Exercise directions: Continue the case report on cerebral monitoring during the coronary bypass operation, starting after its last sentence.

We present here a rare case of a patient who suffered from brain dysfunction not with SVC cannulation, but with dual-stage cannulation. A 71-year-old woman manifesting unstable angina underwent emergency coronary bypass grafting. The operation was scheduled to include grafting of the left thoracic artery to the left anterior descending artery, and saphenous vein grafts to both the first diagonal branch and obtuse marginal branch. Normothermic cardiopulmonary bypass was established after cannulation of the aorta with a 7.0 mm soft-flow cannula (Sarns 3M Health Care, Ann Arbor, MI) and of the right atrium with a 28–38F dual-stage cannula (Sarns 3M Health Care). The NIRS was intraoperatively used for brain monitoring because her brain had not been evaluated preoperatively. The NIRS system that we used was a NIRO-500 (Hamamatsu Photonics Inc, Hamamatsu, Japan), which measured not only cerebral oxygenation but also the relative redox state of cytochrome aa3. After cross-clamping of the aorta and infusion of cold blood cardioplegia, the heart was turned counter-clockwise so we could perform the anastomosis to the obtuse marginal branch. At the beginning of the anastomosis, oxyhemoglobin and deoxyhemoglobin were dissociated and reversed. Moreover, central venous pressure increased from 7 to 29 mm Hg. After the above abnormalities were identified, repositioning of the venous cannula was immediately performed, and the rotation of the heart was decreased because extreme rotation of the heart might cause insufficient venous drainage after twisting or compression of the SVC. However, the abnormalities in both NIRS and central venous pressure could not be completely eliminated. Then, core cooling was started for brain protection. Approximately 30 minutes were spent until the heart was put back in the normal position. The above abnormalities in NIRS continued for a while in spite of normalization of central venous pressure.

Data section:
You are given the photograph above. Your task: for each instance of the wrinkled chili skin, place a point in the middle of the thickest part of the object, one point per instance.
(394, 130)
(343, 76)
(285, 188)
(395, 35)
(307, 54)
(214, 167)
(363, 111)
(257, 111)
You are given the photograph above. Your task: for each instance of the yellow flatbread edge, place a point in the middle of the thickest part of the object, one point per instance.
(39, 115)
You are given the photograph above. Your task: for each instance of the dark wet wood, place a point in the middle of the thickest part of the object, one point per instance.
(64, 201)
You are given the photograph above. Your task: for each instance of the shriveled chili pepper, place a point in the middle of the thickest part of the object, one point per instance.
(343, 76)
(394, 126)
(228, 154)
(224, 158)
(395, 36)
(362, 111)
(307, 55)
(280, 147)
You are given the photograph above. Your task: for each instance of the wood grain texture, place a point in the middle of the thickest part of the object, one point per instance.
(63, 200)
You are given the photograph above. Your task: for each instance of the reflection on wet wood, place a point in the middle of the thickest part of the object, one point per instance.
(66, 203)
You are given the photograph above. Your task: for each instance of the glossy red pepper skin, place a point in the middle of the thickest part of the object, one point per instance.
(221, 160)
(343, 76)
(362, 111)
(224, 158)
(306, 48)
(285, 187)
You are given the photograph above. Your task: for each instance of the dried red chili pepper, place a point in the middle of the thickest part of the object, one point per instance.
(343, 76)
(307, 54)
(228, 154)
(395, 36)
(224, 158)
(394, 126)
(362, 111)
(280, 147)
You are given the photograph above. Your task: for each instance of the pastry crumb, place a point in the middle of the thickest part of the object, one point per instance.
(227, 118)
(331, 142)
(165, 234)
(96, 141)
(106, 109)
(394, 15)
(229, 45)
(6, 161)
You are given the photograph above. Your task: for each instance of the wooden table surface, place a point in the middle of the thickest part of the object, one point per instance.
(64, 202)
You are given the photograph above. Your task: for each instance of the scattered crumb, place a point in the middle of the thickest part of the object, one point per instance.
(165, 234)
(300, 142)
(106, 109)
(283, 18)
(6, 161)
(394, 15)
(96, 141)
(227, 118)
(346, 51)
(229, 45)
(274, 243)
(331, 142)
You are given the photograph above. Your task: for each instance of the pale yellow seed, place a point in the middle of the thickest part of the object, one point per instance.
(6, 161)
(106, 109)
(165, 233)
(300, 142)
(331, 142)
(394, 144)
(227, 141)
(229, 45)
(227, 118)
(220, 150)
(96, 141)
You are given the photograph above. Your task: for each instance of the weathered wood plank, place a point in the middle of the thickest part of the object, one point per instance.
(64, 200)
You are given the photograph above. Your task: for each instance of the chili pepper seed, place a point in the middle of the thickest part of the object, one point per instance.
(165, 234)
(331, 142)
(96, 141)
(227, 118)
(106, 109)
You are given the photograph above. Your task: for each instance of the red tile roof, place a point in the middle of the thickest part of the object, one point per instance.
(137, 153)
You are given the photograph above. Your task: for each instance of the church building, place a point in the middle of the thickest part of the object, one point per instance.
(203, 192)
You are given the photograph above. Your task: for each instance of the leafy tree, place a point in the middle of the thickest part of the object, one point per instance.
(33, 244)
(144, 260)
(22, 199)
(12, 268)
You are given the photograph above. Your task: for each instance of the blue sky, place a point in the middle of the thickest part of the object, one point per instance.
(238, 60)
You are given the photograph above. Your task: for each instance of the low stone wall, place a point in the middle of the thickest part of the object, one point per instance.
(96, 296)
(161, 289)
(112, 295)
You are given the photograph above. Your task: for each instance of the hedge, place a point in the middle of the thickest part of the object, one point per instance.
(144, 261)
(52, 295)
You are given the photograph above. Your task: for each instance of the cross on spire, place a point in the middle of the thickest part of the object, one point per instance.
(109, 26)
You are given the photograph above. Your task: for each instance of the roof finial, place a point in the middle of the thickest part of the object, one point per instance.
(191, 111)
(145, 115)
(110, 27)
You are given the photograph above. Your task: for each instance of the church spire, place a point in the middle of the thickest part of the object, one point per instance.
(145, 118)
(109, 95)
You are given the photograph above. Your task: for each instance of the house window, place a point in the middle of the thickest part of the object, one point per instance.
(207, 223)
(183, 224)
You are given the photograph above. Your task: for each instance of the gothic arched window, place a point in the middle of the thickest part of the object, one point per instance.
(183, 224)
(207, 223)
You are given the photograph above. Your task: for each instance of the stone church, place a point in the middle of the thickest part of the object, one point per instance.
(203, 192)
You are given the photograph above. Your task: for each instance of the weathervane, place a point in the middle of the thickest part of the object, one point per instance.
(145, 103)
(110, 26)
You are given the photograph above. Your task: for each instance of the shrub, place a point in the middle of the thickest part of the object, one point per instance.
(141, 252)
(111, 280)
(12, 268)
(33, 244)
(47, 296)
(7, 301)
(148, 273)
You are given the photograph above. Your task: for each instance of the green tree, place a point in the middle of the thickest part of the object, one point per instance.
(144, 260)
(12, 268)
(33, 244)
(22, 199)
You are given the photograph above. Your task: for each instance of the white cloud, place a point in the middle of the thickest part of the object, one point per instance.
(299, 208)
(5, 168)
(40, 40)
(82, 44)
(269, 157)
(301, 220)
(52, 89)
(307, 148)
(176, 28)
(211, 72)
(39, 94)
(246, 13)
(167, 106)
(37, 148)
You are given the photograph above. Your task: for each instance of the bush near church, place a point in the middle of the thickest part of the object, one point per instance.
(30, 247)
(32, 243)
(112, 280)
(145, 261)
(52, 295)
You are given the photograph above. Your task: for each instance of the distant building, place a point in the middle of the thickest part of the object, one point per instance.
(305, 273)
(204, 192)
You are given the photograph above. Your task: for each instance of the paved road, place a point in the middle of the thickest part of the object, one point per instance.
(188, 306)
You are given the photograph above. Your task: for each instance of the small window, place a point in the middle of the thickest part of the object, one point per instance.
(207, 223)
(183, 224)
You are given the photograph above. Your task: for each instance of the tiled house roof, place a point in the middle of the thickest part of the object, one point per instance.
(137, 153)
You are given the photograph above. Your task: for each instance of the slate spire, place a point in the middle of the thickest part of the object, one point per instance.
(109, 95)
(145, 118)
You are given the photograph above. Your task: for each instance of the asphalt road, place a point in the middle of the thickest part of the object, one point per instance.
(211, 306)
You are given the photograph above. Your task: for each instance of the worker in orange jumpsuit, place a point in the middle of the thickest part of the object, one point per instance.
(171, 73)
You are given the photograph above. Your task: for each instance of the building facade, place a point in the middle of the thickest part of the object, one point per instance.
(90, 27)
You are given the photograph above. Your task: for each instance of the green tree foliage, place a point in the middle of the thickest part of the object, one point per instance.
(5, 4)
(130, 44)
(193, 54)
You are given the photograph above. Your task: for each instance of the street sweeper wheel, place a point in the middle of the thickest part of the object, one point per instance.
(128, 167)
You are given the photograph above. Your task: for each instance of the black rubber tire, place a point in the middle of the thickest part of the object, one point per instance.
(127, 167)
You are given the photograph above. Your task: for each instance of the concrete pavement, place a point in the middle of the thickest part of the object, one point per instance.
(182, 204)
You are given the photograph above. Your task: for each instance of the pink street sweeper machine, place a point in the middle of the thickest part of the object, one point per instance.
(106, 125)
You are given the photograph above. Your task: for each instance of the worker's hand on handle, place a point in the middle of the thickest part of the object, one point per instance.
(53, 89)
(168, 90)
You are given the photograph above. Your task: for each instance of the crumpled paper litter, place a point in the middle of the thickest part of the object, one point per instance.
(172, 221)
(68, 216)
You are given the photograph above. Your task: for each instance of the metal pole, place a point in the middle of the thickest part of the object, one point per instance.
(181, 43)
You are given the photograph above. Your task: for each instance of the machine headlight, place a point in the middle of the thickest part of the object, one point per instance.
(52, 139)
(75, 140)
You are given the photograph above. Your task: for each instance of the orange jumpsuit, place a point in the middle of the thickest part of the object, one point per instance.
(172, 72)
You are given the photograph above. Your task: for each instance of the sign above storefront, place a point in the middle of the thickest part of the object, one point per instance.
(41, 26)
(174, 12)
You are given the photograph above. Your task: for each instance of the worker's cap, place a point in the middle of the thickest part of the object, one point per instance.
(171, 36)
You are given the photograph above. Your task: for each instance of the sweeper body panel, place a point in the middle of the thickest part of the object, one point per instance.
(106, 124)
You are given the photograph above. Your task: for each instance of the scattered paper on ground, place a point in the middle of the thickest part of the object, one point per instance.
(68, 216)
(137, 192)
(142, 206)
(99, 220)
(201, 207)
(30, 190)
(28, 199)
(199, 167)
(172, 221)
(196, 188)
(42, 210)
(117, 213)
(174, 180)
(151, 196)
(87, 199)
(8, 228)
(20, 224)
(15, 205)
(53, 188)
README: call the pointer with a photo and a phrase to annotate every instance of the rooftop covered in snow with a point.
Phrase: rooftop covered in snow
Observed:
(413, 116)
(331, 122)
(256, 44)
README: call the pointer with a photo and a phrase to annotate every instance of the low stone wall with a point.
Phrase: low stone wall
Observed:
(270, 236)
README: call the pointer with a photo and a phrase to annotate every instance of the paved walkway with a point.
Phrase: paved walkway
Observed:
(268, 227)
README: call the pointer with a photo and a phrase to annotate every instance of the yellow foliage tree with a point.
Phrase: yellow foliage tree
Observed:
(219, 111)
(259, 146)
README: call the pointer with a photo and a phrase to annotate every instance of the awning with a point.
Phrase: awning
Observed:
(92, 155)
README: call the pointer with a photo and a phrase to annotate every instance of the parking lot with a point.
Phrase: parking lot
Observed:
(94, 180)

Response to this task:
The patient lost consciousness after the operation. Watershed infarctions in bilateral occipital and frontal regions were revealed by brain computed tomography 2 days after the operation. She died of brain herniation 5 days after the operation. We emphasize that the SVC obstruction may occur in not only the SVC cannulation but also dual-stage cannulation, and brain monitoring during cardiopulmonary bypass is of greater use for the early detection of brain dysfunction when central venous pressure catheters may not be functional, or even when central venous pressure is normal.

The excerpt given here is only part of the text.